**Source data**

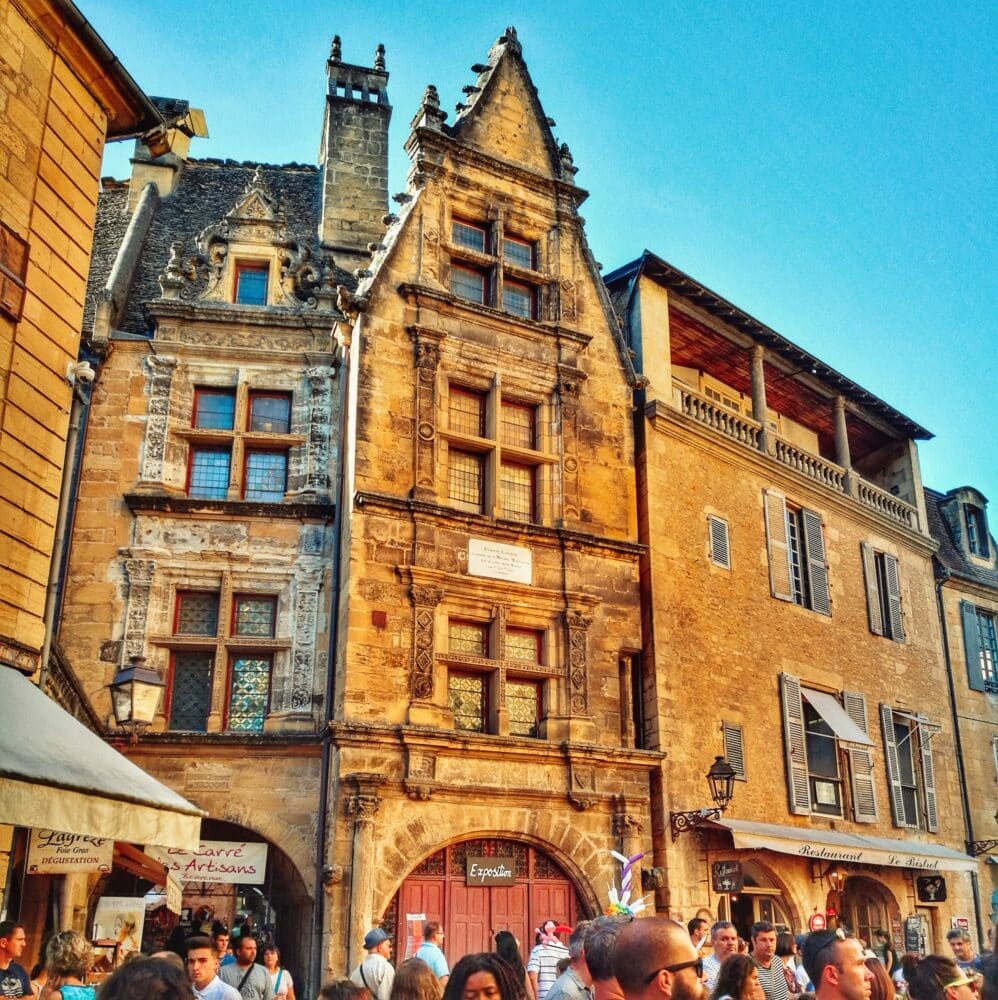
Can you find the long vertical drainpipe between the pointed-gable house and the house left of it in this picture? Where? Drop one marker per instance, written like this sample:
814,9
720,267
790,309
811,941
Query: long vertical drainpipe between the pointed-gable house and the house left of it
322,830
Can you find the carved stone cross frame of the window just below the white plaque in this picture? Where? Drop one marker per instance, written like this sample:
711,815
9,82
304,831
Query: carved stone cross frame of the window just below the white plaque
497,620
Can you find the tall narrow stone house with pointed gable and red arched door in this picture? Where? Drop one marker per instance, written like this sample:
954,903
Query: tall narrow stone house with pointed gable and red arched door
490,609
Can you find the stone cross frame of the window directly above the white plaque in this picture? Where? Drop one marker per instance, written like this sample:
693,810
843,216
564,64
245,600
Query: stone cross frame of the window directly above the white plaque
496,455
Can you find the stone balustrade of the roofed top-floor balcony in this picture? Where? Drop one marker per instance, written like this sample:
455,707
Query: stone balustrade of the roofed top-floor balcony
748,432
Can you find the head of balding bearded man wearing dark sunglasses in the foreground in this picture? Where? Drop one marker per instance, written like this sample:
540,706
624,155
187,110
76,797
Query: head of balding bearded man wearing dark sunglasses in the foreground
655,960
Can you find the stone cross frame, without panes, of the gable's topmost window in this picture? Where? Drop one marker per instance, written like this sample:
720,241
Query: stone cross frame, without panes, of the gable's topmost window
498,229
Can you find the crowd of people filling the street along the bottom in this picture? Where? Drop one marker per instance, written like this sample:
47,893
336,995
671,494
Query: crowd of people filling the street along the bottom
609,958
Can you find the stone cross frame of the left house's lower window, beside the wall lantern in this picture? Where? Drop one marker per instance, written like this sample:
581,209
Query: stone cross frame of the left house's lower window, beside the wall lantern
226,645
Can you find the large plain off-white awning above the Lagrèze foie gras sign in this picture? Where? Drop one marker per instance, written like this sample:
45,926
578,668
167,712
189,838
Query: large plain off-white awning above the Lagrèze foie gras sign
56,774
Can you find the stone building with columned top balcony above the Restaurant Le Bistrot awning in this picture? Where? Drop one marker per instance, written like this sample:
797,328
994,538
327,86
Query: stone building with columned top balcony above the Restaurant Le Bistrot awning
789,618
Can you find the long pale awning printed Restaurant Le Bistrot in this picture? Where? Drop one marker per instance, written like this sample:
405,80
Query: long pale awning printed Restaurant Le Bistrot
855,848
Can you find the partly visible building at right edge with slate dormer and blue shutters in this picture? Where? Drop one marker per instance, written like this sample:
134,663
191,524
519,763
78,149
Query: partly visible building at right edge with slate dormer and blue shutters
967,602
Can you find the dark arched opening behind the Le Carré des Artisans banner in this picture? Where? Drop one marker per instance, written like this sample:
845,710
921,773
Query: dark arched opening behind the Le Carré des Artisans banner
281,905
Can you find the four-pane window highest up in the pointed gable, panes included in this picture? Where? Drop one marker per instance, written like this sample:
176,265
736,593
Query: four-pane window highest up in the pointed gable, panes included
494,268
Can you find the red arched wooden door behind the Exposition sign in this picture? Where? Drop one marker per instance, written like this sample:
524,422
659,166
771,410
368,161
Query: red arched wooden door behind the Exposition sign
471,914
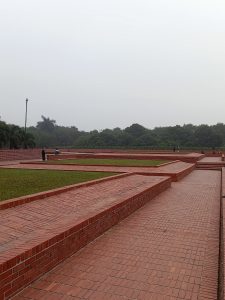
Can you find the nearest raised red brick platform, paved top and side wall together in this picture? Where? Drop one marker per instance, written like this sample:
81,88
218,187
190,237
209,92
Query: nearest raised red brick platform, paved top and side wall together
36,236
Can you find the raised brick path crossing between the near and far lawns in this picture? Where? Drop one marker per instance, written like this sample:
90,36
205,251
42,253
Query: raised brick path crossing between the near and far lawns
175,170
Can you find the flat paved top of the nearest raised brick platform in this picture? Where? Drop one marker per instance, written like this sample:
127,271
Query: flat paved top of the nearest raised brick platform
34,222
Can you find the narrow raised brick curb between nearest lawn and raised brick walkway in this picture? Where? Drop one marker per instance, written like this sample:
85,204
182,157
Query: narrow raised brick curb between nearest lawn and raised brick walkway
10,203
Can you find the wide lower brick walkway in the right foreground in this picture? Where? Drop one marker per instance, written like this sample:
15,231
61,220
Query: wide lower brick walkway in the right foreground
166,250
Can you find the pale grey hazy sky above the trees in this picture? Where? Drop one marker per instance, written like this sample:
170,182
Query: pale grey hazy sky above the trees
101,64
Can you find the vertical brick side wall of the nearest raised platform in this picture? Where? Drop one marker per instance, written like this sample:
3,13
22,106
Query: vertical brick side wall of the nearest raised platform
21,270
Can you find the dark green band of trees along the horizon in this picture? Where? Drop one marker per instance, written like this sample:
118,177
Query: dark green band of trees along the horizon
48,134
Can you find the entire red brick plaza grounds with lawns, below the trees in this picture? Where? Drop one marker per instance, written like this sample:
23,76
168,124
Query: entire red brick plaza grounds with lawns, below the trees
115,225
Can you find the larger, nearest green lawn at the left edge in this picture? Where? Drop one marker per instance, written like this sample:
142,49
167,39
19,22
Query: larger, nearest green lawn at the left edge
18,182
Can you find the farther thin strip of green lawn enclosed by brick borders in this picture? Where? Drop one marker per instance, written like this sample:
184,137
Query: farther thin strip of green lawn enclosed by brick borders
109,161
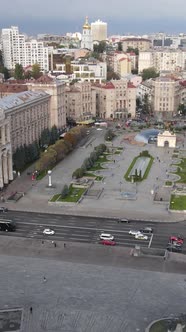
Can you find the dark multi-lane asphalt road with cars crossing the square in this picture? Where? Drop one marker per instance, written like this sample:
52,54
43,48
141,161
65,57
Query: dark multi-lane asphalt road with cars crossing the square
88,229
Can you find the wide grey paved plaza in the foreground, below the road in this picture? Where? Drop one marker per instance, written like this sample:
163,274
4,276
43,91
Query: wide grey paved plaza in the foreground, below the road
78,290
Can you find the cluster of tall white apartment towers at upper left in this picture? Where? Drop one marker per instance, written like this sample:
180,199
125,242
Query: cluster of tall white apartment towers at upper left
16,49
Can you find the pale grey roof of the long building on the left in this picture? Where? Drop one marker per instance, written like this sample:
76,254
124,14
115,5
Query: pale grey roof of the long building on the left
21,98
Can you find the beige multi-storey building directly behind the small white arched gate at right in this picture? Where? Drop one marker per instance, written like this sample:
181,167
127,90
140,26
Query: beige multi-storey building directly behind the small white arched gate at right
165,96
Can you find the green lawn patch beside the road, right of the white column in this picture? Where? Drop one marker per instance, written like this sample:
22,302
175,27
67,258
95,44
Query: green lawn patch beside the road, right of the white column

**Task requirements**
The response must match the listing exactly, except that pictures are removed.

**Reply**
Can you find the long vertical drainpipe between the pointed-gable house and the house left of it in this picture? Where? Drop one marker per instance, written like this sample:
814,9
720,267
790,309
811,941
Query: long vertical drainpipe between the pointed-gable house and the house left of it
322,830
Can you find the carved stone cross frame of the window just below the white plaque in this picture? Where? Drop one marker per instance, written like this sample:
711,815
9,82
304,831
Query: carved stone cross frame of the window just below the white plaque
497,620
Can you find the tall narrow stone house with pointed gable and red arched door in this picture? Where? Drop one marker per instance, written like this sample:
954,903
Query: tall narrow stone house with pointed gable and red arched door
490,609
Can you find the stone cross frame of the window directly above the white plaque in this picture? Where? Drop one marker per instance, written like this sample:
693,810
843,216
564,64
245,600
Query: stone cross frame of the window directly above the white plaque
496,455
Can you find the stone balustrade of the roofed top-floor balcony in this picture? Where? Drop one marker per instance, written like this sample:
455,707
Query: stone balustrade of the roofed top-floor balcony
748,432
Can you find the head of balding bearded man wearing dark sunglasses in the foreground in this picture? Where? Drop one marker per instance, written like this sample:
540,706
624,155
187,110
76,797
Query: head of balding bearded man wearing dark sunglasses in the foreground
655,960
Can you find the stone cross frame, without panes, of the gable's topmost window in this picture? Where? Drop one marker per instance, written like this sample:
720,241
Query: stone cross frame, without panes, of the gable's topmost window
498,229
Can you find the crowd of people filling the street along the bottom in this picture? Where? Drop one marker per instance, written like this sample:
47,893
336,995
671,494
Query: crowd of people filling the street along the bottom
609,958
Can you find the stone cross frame of the left house's lower window, beside the wall lantern in this picture? Where? Drop one marker per instance, written like this sample:
581,209
Query: stone cross frame of the left house's lower window, beside the wall lantern
226,645
Can you find the large plain off-white awning above the Lagrèze foie gras sign in this picture? Where? Drop one marker per instance, written like this sample:
45,926
578,668
167,712
189,838
Query: large plain off-white awning above the Lagrèze foie gras sign
56,774
Can you find the stone building with columned top balcony above the Restaurant Le Bistrot awning in this picture? Where? Drop one marker per instance, written like this sample:
797,328
994,538
327,86
Query: stone building with columned top balcony above the Restaurant Le Bistrot awning
789,618
Can you find the long pale awning printed Restaurant Le Bistrot in this picture? Where? Drop one marker per instance, written like this sample:
405,80
Query: long pale awning printed Restaurant Le Bistrot
855,848
Can you find the partly visible building at right edge with slate dormer and blue shutters in this picture? Where? Drop one marker per instance, written like this sample:
134,663
191,524
519,763
78,149
Query: partly visible building at right edge with slate dormer and blue shutters
967,602
Can you find the dark arched opening behind the Le Carré des Artisans banner in this picture? Where? Drop one marker per instance, written like this sample:
845,710
921,773
Query: dark arched opening behind the Le Carré des Artisans banner
281,905
Can you find the four-pane window highest up in the pointed gable, panes included in this picture? Where? Drop one marker per instance, written like this sample:
176,265
736,593
Query: four-pane window highest up in the pointed gable, panes included
494,268
Can you find the red arched wooden door behind the Exposition sign in this picture? Where? Drop one marker per instance, written like this sample:
524,422
659,166
771,410
368,161
Query: red arched wooden door behind the Exposition sign
471,914
Can you find the nearest raised red brick platform, paved top and side wall together in this picture? Where? Drop one marker per instance, written like this sample:
81,88
218,187
190,237
209,92
Query: nearest raised red brick platform, paved top and side wall together
36,236
Can you find the raised brick path crossing between the near and far lawns in this picture? Where? Drop one marker per instance, written like this sample:
90,36
205,251
42,253
Query: raised brick path crossing between the near and far lawns
175,170
Can you find the flat paved top of the nearest raised brick platform in this picture? Where? Drop one marker per instance, written like this sample:
127,271
Query: flat paved top of the nearest raised brick platform
34,222
Can you find the narrow raised brick curb between nearest lawn and raised brick walkway in this picture? Where? Drop one marker per instance, written like this sample:
85,204
182,157
Query: narrow raised brick curb between nearest lawn and raised brick walkway
10,203
Can you find the wide lower brick walkway in the right foreground in this picture? Where? Drop one marker per instance, written like this sample:
15,231
61,220
Query: wide lower brick walkway in the right foreground
166,250
Can you find the pale grey hazy sky above the trees in this picture? Where? Drop one marker per instance, written like this sample:
170,182
Query: pale grey hazy sky above the trees
101,64
Can you find the vertical brick side wall of the nearest raised platform in this picture? Where? Drop one marker per instance, written like this sample:
3,13
22,106
Query: vertical brick side wall of the nearest raised platform
21,270
Can you find the dark green band of trees along the horizon in this picture? Where? Drop one marker per instance, written like this sample:
118,177
Query: dark green band of trees along the horizon
48,134
Can you find the entire red brick plaza grounds with lawns, below the trees in this picture? Where? Drop one marker per instance, written like this sample:
23,76
168,124
Query: entire red brick plaza grounds with lawns, below the trees
115,225
Can you find the larger, nearest green lawn at the left edge in this picture? Where? Drop one marker per instance, written like this sample:
142,49
167,39
19,22
Query: larger, nearest green lawn at the left edge
18,182
Can you find the farther thin strip of green lawn enclosed by brick borders in this picture? Where? Drop one marker per instance, written like this sample:
184,137
Query: farther thin strip of green lawn enclosed by brick borders
109,161
Can you find the dark multi-lane asphalt road with cars crossing the square in this picture? Where? Drop one marker per instance, written like this sample:
52,54
43,48
141,161
65,57
Query: dark multi-lane asphalt road with cars crossing the square
88,229
Can you find the wide grey paved plaza in the foreground, below the road in this picture? Where? Drop one marker per instance, written like this sample:
163,274
4,276
43,91
Query: wide grey paved plaza in the foreground, below the road
78,290
Can you find the cluster of tall white apartment towers at upper left in this picture? Where? Drop one marker per instance, written like this sample:
180,199
125,242
Query: cluster of tall white apartment towers at upper left
16,49
Can you find the pale grey roof of the long building on the left in this picture? Where? Drop one marker per instance, written like this sample:
76,254
124,14
115,5
Query: pale grey roof of the long building on the left
21,98
Can you find the beige multi-storey building directly behind the small white arched gate at right in this picture? Where? Drop one marker per instance, written like this sample:
181,167
127,90
140,26
Query: beige multi-storey building directly behind the small white arched gate at right
165,96
Can you find the green lawn patch beside the road, right of the white column in this picture? Where? Drop one marker per instance, written like this sample:
22,302
175,27
67,258
95,44
Query: green lawn patch beside the road, right of the white column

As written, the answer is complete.